Natural language region descriptions:
—————

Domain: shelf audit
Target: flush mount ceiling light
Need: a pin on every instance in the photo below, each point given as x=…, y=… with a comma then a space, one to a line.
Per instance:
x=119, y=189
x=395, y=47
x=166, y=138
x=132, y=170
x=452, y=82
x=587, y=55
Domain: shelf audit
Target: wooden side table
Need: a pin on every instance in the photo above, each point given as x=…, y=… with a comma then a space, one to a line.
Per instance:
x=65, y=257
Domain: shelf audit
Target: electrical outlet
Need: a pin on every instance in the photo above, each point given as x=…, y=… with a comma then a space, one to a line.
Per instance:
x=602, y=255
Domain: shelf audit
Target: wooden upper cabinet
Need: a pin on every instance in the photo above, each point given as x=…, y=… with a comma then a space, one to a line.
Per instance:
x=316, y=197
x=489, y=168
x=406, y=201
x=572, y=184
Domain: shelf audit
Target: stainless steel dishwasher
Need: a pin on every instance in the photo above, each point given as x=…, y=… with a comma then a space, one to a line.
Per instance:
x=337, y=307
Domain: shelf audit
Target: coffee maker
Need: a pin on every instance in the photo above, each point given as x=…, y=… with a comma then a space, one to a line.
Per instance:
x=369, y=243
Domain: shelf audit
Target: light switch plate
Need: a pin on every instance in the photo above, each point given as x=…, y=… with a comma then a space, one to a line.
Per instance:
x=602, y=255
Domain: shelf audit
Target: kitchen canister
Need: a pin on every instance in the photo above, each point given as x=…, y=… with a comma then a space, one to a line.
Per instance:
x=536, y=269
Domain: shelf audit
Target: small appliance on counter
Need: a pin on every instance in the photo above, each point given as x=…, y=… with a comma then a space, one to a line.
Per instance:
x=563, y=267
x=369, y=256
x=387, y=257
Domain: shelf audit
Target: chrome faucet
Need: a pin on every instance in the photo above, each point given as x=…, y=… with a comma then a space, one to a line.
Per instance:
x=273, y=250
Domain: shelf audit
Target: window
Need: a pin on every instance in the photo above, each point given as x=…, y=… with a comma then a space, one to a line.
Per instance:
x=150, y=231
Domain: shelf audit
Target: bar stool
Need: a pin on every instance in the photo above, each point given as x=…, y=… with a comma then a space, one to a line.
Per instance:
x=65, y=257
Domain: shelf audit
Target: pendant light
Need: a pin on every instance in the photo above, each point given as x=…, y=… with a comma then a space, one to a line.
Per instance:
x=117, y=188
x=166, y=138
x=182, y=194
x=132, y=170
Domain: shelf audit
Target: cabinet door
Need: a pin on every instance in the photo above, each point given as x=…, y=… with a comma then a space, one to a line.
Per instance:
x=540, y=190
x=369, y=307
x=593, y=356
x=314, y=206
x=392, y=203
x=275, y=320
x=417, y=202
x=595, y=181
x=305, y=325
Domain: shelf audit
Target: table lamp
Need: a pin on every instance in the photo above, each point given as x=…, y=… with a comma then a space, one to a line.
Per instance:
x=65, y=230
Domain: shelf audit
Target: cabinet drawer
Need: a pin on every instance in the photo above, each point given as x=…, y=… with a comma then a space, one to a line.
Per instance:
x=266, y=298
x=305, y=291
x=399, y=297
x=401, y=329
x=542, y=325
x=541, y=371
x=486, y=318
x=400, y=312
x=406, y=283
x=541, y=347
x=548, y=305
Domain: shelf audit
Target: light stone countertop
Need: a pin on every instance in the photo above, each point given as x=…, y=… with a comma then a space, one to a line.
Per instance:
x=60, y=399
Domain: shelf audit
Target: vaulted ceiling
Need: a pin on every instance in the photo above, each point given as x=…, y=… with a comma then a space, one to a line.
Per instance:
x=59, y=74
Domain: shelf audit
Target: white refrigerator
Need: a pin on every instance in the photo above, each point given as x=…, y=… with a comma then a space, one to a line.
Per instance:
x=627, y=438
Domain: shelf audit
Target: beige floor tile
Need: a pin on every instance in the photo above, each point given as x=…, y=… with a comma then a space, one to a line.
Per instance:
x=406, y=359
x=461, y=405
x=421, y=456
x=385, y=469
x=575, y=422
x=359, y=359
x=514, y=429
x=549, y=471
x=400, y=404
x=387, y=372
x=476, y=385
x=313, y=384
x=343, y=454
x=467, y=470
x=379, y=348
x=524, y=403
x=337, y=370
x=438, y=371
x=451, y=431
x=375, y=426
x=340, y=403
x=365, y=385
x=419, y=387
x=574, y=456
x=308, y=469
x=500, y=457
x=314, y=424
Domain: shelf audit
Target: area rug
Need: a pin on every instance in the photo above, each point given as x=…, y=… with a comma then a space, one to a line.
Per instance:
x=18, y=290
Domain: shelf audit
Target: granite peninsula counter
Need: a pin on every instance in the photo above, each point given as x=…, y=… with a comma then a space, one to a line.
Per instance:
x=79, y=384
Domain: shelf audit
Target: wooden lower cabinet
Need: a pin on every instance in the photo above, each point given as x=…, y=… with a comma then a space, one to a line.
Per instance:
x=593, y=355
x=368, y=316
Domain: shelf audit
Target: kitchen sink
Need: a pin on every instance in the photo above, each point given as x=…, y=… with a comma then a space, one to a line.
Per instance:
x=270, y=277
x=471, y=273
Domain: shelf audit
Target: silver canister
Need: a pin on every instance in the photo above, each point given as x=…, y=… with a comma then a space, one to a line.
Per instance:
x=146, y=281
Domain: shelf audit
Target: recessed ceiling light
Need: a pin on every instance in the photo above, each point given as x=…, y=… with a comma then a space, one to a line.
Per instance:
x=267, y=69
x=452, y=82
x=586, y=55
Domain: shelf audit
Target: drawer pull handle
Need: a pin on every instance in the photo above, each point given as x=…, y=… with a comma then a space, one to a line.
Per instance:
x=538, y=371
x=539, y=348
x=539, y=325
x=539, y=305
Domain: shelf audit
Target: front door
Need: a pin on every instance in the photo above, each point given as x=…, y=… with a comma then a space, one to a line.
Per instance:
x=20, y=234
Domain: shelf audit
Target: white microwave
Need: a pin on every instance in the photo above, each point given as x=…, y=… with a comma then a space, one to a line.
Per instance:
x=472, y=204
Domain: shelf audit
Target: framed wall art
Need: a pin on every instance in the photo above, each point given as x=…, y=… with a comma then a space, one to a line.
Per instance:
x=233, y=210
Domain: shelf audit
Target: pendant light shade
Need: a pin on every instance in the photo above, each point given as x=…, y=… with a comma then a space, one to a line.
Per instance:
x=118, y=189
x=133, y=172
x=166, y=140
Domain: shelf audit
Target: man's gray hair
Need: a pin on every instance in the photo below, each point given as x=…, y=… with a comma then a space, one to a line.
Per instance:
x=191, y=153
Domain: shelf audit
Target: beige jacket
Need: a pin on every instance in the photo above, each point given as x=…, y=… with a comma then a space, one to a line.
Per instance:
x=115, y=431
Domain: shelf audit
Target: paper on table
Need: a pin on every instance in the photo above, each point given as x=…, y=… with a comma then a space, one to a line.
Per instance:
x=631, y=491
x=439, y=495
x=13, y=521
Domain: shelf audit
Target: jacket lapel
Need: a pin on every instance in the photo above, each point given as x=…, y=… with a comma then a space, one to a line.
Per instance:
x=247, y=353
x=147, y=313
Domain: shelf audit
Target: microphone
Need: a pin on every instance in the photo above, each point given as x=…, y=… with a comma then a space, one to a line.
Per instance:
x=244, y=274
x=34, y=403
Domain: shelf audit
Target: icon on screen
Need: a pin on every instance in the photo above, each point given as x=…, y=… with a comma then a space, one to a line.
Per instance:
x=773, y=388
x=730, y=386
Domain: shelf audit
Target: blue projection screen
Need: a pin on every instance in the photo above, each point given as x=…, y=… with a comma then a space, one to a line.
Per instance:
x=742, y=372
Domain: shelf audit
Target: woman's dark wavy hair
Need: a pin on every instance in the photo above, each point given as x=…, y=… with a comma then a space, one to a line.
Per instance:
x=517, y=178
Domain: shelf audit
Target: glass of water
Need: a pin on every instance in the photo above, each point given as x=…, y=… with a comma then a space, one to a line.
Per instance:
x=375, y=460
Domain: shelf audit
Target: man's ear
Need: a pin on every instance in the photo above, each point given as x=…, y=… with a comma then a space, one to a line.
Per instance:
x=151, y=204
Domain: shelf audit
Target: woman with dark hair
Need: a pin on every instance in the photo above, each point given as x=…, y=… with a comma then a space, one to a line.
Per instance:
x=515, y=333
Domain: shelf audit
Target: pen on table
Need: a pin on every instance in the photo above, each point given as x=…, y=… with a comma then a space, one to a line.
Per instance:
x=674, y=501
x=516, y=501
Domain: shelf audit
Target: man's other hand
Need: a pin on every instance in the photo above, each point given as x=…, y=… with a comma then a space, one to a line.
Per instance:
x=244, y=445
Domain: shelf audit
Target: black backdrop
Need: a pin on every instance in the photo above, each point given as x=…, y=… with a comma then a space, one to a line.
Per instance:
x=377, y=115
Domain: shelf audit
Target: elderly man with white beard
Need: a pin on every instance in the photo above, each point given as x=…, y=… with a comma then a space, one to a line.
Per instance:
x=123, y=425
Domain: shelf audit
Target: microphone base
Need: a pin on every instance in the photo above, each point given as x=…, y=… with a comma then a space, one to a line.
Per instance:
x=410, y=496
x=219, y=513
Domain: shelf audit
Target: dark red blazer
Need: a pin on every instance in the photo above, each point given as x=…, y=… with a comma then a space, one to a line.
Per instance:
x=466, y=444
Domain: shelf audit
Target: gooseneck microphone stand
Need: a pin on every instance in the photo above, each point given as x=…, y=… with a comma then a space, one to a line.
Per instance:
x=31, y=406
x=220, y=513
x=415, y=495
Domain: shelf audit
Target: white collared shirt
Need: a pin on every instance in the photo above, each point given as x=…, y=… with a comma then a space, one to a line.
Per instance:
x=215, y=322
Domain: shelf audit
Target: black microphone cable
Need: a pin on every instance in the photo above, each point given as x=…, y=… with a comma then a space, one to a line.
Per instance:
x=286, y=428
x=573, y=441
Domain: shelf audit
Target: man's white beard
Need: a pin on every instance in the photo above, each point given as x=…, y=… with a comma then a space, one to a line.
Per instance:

—————

YOUR INSTRUCTIONS:
Collect the complete line wherever the string "pendant" appears in the records.

TASK SOLUTION:
Target: pendant light
Target: pendant light shade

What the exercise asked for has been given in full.